--- Exercise inputs ---

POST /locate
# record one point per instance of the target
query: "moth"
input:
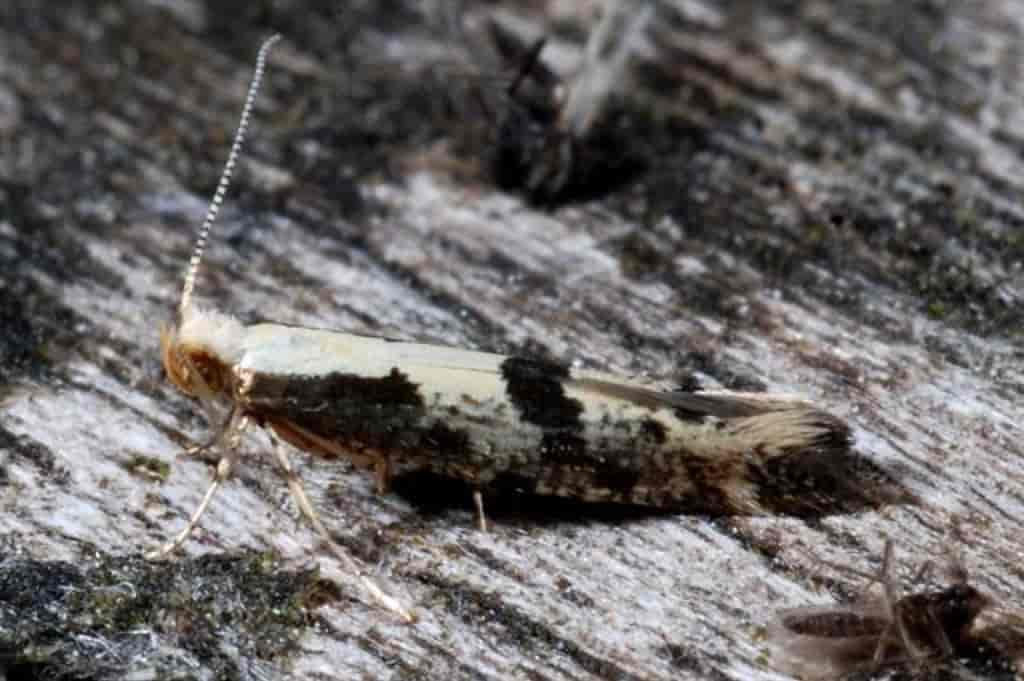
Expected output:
(881, 629)
(553, 140)
(491, 421)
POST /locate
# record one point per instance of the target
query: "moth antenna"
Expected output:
(225, 174)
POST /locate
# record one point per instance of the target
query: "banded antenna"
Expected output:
(225, 174)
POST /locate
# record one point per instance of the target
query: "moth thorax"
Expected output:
(195, 370)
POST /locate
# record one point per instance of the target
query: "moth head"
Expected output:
(200, 352)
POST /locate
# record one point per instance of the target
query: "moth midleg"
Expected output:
(382, 472)
(233, 430)
(299, 495)
(218, 434)
(481, 518)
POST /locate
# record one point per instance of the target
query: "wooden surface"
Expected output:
(833, 208)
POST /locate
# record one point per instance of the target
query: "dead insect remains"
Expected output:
(882, 629)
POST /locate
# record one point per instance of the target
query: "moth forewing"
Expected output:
(488, 420)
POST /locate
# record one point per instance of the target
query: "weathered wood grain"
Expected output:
(833, 208)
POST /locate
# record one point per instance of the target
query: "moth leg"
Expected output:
(299, 495)
(889, 601)
(939, 636)
(223, 471)
(382, 470)
(481, 518)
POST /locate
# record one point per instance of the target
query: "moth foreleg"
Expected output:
(233, 430)
(299, 495)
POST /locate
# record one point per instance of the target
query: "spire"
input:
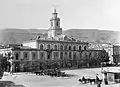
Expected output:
(54, 13)
(55, 10)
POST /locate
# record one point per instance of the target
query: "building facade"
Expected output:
(57, 49)
(116, 54)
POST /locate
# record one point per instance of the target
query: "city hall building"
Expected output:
(56, 47)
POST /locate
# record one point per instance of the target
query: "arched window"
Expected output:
(41, 55)
(41, 46)
(61, 47)
(51, 23)
(70, 56)
(55, 47)
(65, 47)
(80, 47)
(34, 55)
(74, 48)
(84, 47)
(48, 47)
(17, 56)
(25, 55)
(69, 47)
(74, 56)
(57, 23)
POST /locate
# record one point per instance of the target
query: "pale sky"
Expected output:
(74, 14)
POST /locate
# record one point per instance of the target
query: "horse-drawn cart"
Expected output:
(111, 77)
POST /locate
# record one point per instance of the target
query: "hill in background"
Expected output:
(17, 36)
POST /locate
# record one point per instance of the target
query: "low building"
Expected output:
(116, 54)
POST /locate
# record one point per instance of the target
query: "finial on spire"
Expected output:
(54, 10)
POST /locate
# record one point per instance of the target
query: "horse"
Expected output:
(83, 80)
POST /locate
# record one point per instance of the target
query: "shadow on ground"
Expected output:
(9, 84)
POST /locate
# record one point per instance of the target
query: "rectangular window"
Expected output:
(34, 55)
(55, 55)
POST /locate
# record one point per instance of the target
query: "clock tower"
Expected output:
(54, 29)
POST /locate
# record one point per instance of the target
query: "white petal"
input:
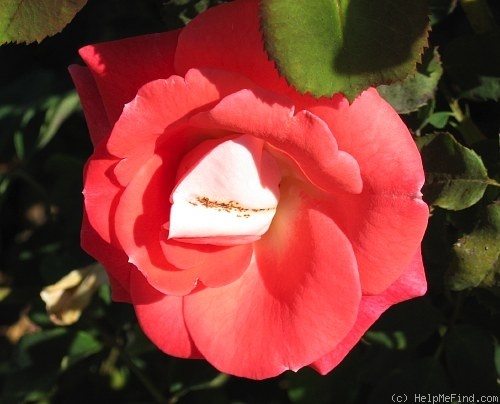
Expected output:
(227, 193)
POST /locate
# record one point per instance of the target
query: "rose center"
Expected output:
(227, 193)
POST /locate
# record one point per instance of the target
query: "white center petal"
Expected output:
(227, 193)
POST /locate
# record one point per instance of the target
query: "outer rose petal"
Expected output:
(160, 317)
(305, 138)
(158, 106)
(205, 42)
(121, 67)
(95, 114)
(389, 218)
(295, 303)
(411, 284)
(141, 216)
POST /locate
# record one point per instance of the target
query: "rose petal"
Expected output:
(161, 319)
(294, 304)
(228, 195)
(411, 284)
(389, 218)
(97, 236)
(112, 258)
(303, 137)
(121, 67)
(141, 216)
(205, 42)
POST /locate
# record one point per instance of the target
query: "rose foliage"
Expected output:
(249, 225)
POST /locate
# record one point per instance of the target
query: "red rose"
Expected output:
(249, 225)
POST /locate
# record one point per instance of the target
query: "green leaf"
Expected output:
(476, 255)
(456, 177)
(330, 46)
(33, 20)
(416, 90)
(83, 344)
(473, 63)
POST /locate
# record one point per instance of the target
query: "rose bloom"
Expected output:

---

▶ [What the task requires]:
Each line of the data is to be duplicated exactly; pictures stay out of the copy.

▶ [Result of this exercise]:
POST /locate
# record one point per instance of the target
query: "moth"
input:
Expected output:
(881, 629)
(553, 140)
(491, 421)
POST /locate
# record one point per instance of the target
query: "moth antenna"
Expected output:
(225, 174)
POST /locate
# record one point per instance of the target
query: "banded antenna"
Expected output:
(225, 174)
POST /locate
# record one point per instance of the target
query: "moth thorax"
Expected output:
(195, 370)
POST /locate
# record one point per instance of the target
query: "moth head"
Expected output:
(200, 352)
POST /locate
# record one point per instance of the target
query: "moth midleg"
Expected output:
(382, 472)
(233, 430)
(299, 495)
(218, 434)
(481, 518)
POST /locate
# record one point per instance of the target
query: "wooden surface"
Expected output:
(833, 208)
POST /locate
# record one point per instance of the target
query: "dead insect remains"
Expected output:
(882, 629)
POST /locate
# record one point per instance of the target
query: "moth forewing"
Expected output:
(488, 420)
POST /locate
# record one point per instance of the target
query: "weathered wood grain"
Expected output:
(833, 208)
POST /locate
# record one point per instance of the target
query: "moth leg"
Expected output:
(299, 495)
(889, 601)
(939, 636)
(223, 471)
(382, 470)
(481, 518)
POST /locate
# record one point per instance of the target
query: "moth foreleg"
Expected output:
(233, 430)
(299, 495)
POST /locate
# record one point per instance of the target
query: "spire"
input:
Expected output:
(54, 13)
(55, 10)
POST /locate
# record one point per instance of the target
query: "building facade"
Expected output:
(57, 49)
(116, 54)
POST /locate
# record one point per instance of the target
query: "city hall building"
Expected output:
(56, 47)
POST /locate
# record one point per instance of the target
query: "arched window"
Expected output:
(41, 55)
(41, 46)
(61, 47)
(51, 23)
(70, 56)
(55, 47)
(65, 47)
(80, 47)
(34, 55)
(74, 48)
(84, 47)
(48, 47)
(17, 56)
(25, 55)
(69, 47)
(74, 56)
(57, 23)
POST /locate
# record one point per instance of the target
query: "pale sky"
Expected output:
(74, 14)
POST /locate
# record one point per instance of the target
query: "horse-drawn cart"
Expected output:
(111, 77)
POST /locate
# record one point per instance of the target
query: "hill in background"
Expected output:
(17, 36)
POST /locate
# record one point per instance of the target
query: "low building"
Expected output:
(116, 54)
POST /locate
# record one point per instance of the target
query: "finial on spire"
Expected output:
(54, 10)
POST /locate
# record one point per instance of the target
query: "horse"
Expected output:
(83, 80)
POST /locate
# record one point per instance of the target
query: "shadow on ground"
Expected output:
(9, 84)
POST /locate
# record one point per instance of the target
query: "rectangular window"
Expected output:
(34, 55)
(55, 55)
POST /locate
# record one point per instance of the target
query: "clock tower"
Expected output:
(54, 29)
POST /locate
# record one point per instance of the target
query: "white petal"
input:
Expected output:
(227, 193)
POST /locate
# record one point per instance of the target
query: "rose center"
Expected output:
(227, 193)
POST /locate
# record one point per instance of the target
query: "white center petal"
Expected output:
(227, 193)
POST /locate
# record one point per instance of the target
query: "outer rose petal"
Expected output:
(160, 317)
(305, 138)
(158, 106)
(205, 42)
(121, 67)
(95, 114)
(389, 218)
(295, 303)
(411, 284)
(141, 216)
POST /locate
# record one point per instance of the target
query: "rose petal"
Expected output:
(161, 319)
(294, 304)
(228, 195)
(411, 284)
(389, 218)
(97, 236)
(112, 258)
(303, 137)
(121, 67)
(141, 216)
(205, 42)
POST /locate
# record one point per instance of the target
query: "rose foliage"
Expected output:
(249, 225)
POST /locate
# record one point per instance of the target
query: "red rose"
Expected output:
(249, 225)
POST /locate
# record one point per instance of the target
query: "green leaf"
Expected output:
(476, 255)
(456, 177)
(330, 46)
(33, 20)
(416, 90)
(83, 344)
(473, 63)
POST /locate
# record one point per instance of the target
query: "rose bloom"
Expected output:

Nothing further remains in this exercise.